▶ _Exercise instructions_
Only the lines from the line holding "For every instance of the chrome" to the last line should be output, each exactly as given.

**** Supplied material ****

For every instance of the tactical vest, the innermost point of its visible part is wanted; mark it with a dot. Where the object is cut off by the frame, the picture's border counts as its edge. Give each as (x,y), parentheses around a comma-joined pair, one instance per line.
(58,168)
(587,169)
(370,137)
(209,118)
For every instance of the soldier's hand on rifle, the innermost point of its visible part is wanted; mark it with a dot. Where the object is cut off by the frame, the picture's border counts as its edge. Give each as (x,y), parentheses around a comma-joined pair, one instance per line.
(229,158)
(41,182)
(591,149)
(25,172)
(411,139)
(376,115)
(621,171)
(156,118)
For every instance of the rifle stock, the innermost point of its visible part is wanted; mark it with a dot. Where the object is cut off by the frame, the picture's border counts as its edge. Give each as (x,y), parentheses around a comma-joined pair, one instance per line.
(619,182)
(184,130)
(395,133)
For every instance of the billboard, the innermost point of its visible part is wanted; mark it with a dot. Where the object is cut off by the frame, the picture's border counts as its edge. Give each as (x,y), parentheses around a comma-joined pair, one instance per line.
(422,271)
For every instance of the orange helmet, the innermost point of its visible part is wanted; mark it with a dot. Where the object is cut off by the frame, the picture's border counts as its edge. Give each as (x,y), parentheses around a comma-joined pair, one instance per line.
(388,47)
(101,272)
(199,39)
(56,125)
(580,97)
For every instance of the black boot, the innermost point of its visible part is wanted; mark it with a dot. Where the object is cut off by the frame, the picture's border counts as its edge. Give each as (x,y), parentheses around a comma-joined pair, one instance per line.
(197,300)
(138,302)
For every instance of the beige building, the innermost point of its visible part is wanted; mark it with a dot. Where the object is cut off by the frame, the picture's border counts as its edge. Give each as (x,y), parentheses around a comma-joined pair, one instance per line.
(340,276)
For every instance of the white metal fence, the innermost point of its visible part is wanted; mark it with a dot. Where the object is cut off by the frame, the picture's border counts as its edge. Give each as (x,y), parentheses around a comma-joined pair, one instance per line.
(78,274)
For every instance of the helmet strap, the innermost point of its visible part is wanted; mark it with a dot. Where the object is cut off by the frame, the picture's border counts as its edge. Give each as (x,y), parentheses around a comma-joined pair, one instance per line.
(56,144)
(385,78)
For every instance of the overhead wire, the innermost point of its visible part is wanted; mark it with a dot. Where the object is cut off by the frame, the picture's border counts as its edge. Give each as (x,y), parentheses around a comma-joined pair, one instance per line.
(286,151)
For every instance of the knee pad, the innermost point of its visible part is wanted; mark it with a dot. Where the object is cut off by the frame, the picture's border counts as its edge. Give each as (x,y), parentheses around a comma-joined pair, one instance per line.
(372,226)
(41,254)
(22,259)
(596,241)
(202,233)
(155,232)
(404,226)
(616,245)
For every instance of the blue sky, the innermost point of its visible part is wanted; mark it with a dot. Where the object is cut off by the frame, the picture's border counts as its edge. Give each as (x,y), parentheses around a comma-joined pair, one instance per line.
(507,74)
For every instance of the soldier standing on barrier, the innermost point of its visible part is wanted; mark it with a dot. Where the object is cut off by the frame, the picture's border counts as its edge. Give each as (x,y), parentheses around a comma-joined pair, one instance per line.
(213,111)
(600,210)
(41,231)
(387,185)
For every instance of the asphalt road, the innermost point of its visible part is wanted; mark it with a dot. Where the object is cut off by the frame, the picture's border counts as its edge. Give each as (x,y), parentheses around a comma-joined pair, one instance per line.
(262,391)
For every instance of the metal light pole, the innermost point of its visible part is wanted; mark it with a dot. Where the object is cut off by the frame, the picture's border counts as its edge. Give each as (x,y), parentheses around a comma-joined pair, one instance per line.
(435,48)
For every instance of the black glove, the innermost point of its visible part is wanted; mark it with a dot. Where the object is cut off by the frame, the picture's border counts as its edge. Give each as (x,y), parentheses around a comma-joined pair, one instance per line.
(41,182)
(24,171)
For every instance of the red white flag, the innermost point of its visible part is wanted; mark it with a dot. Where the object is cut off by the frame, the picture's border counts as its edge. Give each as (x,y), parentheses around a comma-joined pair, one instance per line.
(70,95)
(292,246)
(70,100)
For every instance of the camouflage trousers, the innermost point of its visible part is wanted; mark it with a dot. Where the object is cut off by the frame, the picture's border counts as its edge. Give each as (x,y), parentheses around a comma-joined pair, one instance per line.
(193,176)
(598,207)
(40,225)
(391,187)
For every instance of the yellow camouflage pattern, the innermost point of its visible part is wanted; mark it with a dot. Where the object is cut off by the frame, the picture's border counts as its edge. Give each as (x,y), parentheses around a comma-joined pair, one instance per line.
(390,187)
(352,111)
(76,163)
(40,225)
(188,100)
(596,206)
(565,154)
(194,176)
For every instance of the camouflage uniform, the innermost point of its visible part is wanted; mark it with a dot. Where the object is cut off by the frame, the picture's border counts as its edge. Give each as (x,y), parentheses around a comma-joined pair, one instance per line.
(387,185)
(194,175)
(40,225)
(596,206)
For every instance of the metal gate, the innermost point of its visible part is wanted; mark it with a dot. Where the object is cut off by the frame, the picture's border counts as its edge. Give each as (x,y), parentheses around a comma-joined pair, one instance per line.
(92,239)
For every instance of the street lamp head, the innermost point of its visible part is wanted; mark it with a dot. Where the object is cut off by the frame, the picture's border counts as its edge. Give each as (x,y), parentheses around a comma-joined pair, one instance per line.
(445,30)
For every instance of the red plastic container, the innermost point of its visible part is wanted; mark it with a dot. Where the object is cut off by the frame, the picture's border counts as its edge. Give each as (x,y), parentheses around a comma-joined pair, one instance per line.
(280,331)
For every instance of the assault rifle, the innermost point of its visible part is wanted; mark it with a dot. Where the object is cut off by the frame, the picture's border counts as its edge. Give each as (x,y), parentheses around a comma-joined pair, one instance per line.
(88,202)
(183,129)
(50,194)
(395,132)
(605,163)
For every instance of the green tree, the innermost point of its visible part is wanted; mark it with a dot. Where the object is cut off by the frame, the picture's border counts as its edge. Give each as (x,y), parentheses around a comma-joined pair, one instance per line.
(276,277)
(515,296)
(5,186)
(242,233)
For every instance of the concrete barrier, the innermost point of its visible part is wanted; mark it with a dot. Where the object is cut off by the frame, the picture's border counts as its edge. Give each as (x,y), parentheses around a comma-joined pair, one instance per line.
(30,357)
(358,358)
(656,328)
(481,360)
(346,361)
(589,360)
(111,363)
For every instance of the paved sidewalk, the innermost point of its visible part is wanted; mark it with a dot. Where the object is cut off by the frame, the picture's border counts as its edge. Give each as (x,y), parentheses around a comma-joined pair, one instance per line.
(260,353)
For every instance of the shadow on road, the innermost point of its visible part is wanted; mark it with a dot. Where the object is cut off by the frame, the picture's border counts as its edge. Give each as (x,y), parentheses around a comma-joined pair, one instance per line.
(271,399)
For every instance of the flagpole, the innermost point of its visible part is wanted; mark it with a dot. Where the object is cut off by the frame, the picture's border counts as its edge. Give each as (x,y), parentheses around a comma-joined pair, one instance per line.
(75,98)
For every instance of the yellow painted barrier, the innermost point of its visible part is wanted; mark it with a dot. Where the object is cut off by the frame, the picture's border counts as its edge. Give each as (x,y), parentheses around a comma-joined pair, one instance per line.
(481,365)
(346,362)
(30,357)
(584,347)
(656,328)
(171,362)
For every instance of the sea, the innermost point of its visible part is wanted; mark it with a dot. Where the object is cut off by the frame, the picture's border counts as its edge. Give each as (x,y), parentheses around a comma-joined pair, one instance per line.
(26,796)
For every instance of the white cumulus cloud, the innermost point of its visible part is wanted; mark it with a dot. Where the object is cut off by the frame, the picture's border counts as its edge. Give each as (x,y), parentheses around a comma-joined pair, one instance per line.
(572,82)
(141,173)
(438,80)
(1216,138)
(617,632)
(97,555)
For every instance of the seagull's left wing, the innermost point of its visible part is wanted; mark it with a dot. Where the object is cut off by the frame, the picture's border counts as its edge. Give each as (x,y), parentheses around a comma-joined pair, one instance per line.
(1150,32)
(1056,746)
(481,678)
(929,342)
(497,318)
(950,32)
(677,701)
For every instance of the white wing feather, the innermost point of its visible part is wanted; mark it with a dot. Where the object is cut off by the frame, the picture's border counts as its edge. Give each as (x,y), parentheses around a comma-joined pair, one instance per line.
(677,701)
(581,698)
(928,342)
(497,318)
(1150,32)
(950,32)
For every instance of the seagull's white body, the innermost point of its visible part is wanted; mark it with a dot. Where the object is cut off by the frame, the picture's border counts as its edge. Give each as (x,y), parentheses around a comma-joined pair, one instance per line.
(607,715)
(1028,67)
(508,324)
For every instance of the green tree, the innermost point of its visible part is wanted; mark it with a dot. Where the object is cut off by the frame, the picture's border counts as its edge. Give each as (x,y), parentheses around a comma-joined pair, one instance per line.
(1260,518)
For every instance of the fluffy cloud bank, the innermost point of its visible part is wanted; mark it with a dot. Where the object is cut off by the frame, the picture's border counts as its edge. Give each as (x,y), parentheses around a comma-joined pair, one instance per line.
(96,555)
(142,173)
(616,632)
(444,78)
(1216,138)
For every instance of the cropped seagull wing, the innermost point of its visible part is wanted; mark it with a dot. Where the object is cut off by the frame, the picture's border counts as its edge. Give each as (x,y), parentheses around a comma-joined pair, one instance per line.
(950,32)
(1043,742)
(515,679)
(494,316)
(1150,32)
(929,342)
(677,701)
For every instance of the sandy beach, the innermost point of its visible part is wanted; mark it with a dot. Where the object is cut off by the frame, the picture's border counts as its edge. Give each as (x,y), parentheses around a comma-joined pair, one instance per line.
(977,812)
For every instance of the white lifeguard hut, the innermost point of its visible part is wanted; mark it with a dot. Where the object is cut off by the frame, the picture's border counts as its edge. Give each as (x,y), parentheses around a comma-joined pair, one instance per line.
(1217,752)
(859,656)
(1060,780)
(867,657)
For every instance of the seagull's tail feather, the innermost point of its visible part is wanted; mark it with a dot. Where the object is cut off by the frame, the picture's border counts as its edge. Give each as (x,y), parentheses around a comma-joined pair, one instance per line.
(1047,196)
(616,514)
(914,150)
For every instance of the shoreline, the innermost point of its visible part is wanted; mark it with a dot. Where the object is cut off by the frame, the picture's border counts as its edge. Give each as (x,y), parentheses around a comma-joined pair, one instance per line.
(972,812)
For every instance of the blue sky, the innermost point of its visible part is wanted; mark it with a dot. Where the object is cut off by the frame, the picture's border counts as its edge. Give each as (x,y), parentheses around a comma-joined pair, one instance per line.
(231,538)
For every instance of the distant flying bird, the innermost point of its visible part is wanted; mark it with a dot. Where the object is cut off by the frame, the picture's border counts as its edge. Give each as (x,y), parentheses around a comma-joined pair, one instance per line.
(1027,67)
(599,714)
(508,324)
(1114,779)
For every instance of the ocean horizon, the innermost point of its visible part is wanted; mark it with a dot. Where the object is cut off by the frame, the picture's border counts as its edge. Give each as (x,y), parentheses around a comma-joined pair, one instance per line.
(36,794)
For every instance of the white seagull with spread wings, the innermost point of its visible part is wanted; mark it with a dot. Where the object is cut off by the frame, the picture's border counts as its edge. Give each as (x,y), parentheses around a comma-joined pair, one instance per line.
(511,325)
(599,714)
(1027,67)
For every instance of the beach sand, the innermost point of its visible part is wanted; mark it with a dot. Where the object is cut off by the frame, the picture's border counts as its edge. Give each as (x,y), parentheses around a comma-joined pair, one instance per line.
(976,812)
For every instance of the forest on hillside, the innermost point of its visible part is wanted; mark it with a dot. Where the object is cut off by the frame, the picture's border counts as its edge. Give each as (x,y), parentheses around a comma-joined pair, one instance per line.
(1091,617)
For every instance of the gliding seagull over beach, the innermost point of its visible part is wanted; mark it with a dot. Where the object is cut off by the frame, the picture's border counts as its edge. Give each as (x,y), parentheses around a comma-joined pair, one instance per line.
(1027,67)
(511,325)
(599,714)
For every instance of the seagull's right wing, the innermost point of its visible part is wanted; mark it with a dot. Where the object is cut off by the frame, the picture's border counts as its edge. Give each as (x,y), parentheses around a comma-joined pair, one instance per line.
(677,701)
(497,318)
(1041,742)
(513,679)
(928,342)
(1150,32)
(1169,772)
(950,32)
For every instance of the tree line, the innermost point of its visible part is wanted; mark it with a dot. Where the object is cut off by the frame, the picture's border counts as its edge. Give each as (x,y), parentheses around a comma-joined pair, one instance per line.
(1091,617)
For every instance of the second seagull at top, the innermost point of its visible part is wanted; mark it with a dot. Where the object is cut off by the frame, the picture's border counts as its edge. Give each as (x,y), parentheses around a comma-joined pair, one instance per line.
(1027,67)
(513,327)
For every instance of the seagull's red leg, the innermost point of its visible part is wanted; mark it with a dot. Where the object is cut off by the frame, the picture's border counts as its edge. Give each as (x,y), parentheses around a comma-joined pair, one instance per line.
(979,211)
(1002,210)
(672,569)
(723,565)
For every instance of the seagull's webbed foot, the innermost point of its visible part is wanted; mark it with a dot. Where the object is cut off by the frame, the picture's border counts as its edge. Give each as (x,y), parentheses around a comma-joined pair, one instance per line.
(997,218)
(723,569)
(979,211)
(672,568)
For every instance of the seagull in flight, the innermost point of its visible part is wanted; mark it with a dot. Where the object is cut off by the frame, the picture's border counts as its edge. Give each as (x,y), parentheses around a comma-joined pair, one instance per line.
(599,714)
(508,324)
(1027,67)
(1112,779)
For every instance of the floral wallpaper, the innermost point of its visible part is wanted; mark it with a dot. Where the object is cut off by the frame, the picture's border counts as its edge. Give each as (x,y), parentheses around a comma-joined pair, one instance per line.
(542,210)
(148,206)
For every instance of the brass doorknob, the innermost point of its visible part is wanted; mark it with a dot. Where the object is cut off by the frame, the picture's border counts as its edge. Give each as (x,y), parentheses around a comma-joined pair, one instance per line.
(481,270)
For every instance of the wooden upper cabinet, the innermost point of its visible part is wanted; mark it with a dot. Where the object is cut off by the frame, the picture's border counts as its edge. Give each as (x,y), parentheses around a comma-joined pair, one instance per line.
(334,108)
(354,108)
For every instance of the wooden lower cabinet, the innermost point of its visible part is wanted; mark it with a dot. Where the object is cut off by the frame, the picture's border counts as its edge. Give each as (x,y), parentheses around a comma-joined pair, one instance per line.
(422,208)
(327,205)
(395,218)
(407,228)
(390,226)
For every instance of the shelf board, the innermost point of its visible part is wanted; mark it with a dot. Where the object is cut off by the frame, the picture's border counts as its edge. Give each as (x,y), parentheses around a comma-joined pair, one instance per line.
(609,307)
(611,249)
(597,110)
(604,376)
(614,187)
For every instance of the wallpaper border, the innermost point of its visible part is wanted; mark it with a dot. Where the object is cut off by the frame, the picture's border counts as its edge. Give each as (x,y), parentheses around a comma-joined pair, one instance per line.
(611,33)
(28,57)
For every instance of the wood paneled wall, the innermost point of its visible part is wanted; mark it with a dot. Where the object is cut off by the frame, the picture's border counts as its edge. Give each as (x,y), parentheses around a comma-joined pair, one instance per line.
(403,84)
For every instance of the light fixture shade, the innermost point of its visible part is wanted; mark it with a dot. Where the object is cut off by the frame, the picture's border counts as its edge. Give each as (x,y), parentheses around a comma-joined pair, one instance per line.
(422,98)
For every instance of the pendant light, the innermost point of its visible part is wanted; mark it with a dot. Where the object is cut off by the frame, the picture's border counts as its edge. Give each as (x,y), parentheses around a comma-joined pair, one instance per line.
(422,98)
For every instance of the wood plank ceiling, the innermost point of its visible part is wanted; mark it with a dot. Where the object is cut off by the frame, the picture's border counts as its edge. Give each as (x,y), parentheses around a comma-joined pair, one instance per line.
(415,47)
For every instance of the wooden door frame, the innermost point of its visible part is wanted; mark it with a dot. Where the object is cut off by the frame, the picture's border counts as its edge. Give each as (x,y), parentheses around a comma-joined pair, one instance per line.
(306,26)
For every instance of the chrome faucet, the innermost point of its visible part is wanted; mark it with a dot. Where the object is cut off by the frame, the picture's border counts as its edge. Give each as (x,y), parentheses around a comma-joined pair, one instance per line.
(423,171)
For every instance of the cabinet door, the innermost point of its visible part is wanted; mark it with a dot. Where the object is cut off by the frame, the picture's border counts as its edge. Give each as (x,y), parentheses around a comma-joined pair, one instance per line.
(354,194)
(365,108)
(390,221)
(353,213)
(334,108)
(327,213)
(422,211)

****

▶ _Correct answer_
For every instance of the chrome faucet, the innermost point of its visible part is wanted; mark it with a dot. Where the object is cut off by the frame, the picture's border counts as its edge. Give each as (x,y), parentheses around a comma-joined pair, one instance per line.
(423,171)
For every instance of the cabinet door, the innermost point of its visible part is wanted; mark it with a dot. Where the object is cut off by the frame, the picture's border counts as its edge. Give each as (x,y), parentheses around a comma-joined pair, one instance per line.
(354,194)
(365,108)
(390,221)
(353,213)
(334,108)
(327,213)
(422,211)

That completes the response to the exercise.